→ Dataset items
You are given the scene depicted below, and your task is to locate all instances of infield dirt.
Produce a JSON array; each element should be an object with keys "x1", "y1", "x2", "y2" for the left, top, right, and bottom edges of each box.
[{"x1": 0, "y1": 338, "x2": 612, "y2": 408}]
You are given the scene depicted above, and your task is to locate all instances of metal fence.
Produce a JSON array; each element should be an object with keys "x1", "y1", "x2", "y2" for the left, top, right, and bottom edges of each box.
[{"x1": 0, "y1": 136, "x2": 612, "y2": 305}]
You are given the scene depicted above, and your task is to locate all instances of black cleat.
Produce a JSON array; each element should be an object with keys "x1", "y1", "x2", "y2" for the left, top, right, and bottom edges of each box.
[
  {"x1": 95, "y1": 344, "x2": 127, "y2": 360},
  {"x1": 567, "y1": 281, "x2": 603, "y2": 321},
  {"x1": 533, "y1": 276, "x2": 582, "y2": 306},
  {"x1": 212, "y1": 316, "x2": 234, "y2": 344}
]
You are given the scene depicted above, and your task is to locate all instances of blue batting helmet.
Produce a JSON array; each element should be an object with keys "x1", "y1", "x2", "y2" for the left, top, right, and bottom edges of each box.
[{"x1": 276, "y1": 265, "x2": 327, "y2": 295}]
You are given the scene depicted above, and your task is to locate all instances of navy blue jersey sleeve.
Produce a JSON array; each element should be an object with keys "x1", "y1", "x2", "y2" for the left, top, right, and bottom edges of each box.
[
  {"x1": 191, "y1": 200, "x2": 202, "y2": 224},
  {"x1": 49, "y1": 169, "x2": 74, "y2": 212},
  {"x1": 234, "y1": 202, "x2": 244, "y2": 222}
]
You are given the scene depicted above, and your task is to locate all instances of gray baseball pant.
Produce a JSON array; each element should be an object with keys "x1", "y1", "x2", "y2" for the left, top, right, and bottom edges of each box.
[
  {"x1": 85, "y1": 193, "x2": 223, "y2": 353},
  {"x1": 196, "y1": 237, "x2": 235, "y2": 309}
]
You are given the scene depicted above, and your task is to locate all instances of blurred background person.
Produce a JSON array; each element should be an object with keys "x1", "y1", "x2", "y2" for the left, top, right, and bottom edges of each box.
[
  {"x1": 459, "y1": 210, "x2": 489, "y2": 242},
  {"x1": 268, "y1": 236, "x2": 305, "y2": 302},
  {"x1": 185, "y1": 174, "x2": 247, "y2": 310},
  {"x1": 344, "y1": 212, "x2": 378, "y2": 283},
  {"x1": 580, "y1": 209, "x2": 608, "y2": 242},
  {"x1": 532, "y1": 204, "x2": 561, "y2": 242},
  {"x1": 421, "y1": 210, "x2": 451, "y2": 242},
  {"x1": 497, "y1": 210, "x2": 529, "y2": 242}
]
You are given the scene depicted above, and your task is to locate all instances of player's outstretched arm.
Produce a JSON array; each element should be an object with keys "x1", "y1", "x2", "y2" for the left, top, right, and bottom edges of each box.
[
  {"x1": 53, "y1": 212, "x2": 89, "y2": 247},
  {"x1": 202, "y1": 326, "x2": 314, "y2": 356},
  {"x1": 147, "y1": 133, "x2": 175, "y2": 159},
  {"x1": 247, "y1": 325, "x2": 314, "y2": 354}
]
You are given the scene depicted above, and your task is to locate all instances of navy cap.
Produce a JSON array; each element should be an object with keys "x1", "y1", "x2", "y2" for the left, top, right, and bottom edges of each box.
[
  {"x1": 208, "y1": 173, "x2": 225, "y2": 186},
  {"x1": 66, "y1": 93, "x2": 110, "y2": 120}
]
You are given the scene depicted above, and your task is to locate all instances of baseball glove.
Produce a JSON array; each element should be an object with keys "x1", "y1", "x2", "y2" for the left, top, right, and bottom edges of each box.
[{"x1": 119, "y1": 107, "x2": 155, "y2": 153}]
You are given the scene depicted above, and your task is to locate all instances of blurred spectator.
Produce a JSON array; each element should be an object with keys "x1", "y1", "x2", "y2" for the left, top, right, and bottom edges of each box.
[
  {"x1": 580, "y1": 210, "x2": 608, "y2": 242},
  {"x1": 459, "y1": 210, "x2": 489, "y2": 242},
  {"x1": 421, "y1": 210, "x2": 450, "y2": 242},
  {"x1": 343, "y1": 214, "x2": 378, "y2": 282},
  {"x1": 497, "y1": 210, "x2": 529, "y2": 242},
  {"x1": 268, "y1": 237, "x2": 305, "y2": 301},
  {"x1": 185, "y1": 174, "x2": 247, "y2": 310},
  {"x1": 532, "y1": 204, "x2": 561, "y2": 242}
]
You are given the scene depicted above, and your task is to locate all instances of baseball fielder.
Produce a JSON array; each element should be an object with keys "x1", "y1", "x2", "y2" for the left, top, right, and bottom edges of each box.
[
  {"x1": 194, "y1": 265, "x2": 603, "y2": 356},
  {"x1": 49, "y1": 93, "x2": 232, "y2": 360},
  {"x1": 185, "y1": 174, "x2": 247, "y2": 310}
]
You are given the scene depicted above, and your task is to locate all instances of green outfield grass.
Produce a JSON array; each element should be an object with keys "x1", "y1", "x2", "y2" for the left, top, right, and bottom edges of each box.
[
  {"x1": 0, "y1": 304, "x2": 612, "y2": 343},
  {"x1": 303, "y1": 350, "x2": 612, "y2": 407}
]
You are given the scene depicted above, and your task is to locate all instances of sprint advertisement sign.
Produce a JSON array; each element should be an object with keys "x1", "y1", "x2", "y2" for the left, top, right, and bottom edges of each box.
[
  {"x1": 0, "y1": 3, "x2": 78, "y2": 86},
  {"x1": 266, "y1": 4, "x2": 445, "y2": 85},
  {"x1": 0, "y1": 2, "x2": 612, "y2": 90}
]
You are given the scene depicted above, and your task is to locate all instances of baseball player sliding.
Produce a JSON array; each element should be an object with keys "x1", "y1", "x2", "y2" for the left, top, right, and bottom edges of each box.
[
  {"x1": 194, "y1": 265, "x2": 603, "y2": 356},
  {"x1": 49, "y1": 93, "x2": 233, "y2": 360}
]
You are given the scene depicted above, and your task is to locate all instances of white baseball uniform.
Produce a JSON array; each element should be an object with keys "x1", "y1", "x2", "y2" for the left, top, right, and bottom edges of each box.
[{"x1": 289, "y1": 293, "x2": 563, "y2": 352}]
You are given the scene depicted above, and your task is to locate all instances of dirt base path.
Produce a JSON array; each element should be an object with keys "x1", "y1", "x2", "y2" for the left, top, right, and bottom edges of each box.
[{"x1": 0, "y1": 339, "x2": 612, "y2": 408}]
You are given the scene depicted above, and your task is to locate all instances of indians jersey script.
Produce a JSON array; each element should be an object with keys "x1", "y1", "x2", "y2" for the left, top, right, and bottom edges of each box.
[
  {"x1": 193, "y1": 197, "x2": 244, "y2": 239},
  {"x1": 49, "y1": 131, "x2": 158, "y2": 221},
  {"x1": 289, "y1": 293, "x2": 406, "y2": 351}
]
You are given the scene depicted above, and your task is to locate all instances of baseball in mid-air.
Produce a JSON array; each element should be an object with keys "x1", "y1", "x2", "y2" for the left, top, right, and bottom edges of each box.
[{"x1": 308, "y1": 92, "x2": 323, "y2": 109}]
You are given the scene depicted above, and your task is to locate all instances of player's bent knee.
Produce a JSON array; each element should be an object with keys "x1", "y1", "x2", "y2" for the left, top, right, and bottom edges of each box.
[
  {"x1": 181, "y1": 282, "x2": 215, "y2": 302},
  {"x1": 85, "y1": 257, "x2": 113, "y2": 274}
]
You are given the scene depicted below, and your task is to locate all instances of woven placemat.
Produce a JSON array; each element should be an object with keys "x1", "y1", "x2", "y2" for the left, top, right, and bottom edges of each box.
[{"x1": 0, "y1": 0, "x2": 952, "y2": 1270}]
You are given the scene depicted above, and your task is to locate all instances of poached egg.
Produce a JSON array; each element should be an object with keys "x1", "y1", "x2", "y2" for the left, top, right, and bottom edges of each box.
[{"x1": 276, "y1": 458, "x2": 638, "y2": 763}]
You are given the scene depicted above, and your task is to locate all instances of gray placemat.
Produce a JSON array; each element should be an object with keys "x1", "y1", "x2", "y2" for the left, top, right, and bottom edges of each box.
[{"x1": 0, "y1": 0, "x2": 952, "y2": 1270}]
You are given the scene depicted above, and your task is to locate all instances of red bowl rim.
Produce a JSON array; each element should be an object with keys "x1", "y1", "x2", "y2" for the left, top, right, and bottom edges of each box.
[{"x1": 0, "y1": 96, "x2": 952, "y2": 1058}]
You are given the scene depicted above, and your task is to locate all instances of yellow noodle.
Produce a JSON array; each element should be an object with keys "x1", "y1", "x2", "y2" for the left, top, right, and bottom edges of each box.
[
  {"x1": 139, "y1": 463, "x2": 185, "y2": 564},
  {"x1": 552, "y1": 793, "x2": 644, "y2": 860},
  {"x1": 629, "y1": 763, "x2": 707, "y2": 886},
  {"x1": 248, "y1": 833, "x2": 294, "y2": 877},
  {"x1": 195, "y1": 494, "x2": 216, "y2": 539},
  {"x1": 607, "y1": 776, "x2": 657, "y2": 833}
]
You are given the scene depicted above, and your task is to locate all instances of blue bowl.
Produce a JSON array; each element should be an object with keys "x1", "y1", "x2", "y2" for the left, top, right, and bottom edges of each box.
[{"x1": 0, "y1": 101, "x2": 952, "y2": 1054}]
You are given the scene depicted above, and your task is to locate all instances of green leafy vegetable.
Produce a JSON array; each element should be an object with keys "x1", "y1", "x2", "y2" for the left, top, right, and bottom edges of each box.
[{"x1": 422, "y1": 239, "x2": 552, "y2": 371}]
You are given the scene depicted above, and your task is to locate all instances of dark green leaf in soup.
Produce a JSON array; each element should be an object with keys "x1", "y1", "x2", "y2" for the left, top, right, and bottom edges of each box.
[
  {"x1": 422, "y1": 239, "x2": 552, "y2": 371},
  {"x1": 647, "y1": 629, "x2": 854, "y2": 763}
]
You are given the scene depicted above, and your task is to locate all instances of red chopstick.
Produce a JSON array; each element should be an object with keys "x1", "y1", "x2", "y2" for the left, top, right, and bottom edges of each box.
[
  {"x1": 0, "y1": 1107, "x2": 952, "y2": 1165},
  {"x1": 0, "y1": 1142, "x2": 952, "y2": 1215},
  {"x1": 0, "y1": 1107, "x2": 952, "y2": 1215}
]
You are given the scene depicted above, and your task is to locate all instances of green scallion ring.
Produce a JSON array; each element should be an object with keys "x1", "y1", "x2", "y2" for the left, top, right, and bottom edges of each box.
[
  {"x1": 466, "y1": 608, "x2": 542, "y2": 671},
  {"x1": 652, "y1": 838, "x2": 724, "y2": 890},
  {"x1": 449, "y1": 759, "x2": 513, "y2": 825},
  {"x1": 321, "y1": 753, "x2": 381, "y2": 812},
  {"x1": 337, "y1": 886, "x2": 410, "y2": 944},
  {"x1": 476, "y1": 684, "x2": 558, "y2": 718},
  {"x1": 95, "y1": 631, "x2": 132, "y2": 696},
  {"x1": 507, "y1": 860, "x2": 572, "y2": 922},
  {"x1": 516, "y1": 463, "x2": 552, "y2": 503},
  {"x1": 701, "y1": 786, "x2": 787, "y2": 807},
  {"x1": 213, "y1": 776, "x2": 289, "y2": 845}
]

→ DESCRIPTION OF THE TASK
State how many lines in the records above contain the word "dirt", giving only the number.

→ WRITTEN REPLY
2